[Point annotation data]
○ ○ ○

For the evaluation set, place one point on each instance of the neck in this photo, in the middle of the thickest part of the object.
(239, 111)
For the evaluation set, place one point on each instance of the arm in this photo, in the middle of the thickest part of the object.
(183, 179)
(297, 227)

○ ○ ○

■ Task
Rewrite every one of the records above, changing "evaluation set" to "test set" wherever it occurs and leaving everything else as it is.

■ Response to the exercise
For the test set, place one point on each instance of the neck in this photo, in the middle of the thickest part of the object.
(239, 111)
For the test set, place one point on each instance of the arm in this photo, in the middle of the thickest part of the object.
(183, 179)
(297, 227)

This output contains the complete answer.